GIVEN EXERCISE:
Transcribe the material below without any alteration, from the line containing "neck in the photo above." through the final line of the material, with both ends included.

- - -

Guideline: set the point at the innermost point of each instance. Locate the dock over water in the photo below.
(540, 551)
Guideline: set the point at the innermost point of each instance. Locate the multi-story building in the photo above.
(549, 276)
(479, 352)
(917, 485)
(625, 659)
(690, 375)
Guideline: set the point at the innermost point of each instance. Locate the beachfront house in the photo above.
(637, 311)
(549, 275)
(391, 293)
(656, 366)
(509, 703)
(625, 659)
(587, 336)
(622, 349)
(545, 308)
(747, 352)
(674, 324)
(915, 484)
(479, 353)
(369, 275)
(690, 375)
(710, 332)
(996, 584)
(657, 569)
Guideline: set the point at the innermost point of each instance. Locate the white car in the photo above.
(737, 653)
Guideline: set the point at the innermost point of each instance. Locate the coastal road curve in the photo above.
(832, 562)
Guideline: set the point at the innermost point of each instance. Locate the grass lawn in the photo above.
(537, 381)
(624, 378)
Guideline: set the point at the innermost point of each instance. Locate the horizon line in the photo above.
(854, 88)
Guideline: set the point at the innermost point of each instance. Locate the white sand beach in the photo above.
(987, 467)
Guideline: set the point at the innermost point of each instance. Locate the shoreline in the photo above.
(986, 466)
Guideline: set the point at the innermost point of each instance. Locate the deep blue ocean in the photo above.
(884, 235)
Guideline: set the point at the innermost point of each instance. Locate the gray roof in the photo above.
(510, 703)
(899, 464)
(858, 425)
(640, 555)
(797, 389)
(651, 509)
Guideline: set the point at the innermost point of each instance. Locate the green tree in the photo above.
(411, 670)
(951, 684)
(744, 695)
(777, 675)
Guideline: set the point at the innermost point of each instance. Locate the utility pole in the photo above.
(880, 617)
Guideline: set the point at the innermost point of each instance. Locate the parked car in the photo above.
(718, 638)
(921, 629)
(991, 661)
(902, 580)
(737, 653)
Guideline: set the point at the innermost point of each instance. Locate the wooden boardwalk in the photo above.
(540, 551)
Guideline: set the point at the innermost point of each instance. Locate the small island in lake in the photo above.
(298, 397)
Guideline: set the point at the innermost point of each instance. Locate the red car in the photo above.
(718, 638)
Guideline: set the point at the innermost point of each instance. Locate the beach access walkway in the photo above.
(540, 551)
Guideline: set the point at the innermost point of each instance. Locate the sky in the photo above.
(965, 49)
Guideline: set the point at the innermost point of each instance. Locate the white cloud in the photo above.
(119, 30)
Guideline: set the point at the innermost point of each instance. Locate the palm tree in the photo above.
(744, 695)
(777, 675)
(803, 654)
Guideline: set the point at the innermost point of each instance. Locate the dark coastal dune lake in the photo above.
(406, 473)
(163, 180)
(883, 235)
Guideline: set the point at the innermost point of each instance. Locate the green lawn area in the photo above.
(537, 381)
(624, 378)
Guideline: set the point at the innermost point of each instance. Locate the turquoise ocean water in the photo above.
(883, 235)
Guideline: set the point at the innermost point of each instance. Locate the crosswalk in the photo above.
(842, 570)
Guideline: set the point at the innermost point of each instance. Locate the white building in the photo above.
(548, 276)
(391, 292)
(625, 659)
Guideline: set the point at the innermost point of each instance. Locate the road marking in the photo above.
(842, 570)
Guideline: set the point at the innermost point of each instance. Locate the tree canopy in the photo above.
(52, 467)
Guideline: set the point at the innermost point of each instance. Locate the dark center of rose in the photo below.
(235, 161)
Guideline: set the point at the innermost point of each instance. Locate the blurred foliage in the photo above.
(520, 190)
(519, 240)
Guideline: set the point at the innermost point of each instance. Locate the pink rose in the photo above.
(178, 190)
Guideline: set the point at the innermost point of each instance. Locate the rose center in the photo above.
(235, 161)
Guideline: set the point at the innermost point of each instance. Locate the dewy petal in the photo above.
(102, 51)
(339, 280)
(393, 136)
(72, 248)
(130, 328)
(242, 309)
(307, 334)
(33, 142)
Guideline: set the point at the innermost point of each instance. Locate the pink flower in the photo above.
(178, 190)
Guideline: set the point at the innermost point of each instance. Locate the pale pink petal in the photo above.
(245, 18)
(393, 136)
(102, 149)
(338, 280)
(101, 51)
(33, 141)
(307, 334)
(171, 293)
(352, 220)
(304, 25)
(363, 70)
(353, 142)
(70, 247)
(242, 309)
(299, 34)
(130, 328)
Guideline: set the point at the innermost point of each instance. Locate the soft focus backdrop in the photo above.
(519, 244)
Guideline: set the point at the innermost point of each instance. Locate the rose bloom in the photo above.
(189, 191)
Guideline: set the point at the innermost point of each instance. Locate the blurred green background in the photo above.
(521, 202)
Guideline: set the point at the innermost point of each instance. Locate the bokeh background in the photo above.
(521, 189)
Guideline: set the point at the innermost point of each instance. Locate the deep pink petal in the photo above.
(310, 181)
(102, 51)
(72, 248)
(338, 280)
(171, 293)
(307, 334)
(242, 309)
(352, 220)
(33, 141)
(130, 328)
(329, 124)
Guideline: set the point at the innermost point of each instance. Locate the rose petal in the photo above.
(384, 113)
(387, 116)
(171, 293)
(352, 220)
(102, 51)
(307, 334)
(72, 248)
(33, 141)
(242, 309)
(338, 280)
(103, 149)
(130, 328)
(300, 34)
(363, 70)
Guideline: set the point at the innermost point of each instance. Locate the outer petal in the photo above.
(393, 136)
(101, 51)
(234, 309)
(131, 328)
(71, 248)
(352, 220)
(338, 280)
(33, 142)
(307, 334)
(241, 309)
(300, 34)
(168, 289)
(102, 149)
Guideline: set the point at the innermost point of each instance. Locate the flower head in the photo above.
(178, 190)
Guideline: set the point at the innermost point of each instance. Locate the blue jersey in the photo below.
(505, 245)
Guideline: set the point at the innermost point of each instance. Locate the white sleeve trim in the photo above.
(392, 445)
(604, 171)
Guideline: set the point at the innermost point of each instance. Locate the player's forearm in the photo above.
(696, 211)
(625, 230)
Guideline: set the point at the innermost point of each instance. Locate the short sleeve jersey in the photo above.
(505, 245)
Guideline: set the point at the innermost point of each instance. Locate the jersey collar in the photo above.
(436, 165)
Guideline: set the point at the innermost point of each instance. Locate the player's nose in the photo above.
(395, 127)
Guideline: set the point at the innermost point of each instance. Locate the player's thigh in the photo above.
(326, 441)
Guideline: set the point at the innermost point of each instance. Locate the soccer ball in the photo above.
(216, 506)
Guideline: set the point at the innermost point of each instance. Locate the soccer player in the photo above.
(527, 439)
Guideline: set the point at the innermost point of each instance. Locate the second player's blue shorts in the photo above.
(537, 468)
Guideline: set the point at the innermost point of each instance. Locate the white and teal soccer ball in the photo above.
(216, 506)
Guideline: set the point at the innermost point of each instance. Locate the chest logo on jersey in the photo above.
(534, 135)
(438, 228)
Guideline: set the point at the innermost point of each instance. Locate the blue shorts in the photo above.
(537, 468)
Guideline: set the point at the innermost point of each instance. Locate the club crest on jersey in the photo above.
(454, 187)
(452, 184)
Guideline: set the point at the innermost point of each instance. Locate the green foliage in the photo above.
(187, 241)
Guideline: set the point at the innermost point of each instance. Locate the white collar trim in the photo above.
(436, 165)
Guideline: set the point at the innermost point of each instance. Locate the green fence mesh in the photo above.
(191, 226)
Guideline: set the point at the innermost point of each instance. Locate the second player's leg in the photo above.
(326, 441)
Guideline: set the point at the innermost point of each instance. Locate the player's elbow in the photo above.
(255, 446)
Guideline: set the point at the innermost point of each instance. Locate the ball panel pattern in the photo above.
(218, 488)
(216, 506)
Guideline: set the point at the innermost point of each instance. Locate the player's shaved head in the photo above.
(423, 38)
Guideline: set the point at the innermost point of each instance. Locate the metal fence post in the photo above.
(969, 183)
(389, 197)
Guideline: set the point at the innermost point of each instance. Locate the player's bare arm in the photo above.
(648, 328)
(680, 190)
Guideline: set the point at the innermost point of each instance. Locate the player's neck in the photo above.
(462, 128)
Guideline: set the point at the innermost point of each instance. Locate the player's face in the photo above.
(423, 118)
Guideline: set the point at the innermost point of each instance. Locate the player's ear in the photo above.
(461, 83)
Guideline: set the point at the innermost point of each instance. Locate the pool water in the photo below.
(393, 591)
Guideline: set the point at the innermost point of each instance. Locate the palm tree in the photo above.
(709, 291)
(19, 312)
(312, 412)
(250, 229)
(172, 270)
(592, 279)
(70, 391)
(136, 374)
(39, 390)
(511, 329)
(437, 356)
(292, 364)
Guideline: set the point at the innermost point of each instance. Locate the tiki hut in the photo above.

- - -

ANSWER FOR THIS EXERCISE:
Guideline: set the point at the innermost point of each instance. Locate the player's neck in the photo above.
(462, 128)
Guideline: set the point at the innermost point of each instance. Locate the player's face in the photo above.
(423, 118)
Guideline: set the point at the innermost point of each instance. Locate the player's ear in the photo above.
(461, 83)
Guideline: set the point at the innermost point of each instance. Locate the pool water in the photo below.
(393, 591)
Guideline: set the point at the innermost point of each instance. Locate the palm tree in the photo above.
(709, 291)
(19, 312)
(312, 412)
(250, 229)
(172, 270)
(592, 279)
(70, 391)
(136, 374)
(39, 390)
(511, 329)
(437, 356)
(292, 364)
Guideline: set the point at the innermost point of each instance. Locate the tiki hut in the photo above.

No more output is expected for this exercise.